Request =>
Which lines in the entries below contain the word "barrier"? Find each one and copy it in full. Capitalization must match.

[Excerpts from location labeling data]
[BEGIN]

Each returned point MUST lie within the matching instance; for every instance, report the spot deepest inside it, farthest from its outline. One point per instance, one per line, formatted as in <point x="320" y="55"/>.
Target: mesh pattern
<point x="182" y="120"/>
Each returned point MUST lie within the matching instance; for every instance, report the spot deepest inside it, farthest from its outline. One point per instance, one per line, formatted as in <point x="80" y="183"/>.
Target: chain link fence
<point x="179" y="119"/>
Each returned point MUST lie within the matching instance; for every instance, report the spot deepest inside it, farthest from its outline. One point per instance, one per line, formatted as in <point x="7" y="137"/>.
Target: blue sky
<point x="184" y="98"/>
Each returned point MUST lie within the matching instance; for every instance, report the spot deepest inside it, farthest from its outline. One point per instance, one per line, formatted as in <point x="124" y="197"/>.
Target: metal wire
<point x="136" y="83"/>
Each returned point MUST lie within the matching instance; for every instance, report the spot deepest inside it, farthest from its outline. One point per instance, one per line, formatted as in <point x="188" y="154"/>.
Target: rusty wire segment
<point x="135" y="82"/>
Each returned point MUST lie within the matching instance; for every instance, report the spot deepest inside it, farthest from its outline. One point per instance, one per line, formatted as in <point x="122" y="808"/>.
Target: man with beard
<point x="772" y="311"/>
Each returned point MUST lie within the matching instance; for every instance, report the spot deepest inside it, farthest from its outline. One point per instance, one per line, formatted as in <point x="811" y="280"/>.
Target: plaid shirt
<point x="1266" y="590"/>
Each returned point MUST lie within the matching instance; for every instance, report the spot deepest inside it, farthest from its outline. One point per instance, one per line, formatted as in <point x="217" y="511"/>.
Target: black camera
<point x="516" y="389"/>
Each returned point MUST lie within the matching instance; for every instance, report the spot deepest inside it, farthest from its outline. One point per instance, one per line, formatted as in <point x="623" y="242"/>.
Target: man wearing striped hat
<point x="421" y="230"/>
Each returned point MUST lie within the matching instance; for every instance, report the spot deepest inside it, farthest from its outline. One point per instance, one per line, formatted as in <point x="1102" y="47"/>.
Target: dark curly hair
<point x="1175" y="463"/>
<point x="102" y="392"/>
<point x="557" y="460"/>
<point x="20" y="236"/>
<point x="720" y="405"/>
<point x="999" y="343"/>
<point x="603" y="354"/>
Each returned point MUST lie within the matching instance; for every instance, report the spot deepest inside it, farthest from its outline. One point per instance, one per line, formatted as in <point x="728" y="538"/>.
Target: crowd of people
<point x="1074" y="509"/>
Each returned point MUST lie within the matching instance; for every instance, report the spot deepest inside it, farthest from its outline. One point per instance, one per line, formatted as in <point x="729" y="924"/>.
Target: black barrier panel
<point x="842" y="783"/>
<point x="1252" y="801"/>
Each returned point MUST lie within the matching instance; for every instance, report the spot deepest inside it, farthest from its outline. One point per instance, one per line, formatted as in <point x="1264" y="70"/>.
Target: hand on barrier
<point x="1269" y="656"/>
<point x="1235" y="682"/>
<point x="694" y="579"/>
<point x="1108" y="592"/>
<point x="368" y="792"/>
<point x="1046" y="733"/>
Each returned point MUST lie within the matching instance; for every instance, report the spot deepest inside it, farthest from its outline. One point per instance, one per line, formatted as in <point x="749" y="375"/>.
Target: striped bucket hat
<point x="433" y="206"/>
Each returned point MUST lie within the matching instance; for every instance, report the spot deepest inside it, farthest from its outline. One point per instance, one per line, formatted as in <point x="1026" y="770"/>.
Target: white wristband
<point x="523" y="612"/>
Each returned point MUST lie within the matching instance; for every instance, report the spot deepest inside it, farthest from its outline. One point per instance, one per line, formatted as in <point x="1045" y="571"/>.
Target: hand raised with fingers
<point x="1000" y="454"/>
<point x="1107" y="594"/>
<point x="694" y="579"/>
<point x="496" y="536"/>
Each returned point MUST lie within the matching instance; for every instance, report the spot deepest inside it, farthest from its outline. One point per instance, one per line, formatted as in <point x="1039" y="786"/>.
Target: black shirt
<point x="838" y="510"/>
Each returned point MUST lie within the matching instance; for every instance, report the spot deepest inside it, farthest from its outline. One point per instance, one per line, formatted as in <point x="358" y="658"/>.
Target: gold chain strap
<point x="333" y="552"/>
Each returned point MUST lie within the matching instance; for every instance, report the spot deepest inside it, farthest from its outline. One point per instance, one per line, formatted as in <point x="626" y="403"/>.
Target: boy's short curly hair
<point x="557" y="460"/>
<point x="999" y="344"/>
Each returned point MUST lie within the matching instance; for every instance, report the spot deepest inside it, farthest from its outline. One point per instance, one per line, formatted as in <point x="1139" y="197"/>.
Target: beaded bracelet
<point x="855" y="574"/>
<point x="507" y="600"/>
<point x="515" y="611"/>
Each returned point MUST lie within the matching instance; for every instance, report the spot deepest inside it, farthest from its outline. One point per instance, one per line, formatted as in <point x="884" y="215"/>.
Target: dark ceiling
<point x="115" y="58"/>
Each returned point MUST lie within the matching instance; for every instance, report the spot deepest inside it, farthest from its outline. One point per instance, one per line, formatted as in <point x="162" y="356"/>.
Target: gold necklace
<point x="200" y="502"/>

[END]

Solution to this exercise =>
Target: black barrier panel
Target: hand on barrier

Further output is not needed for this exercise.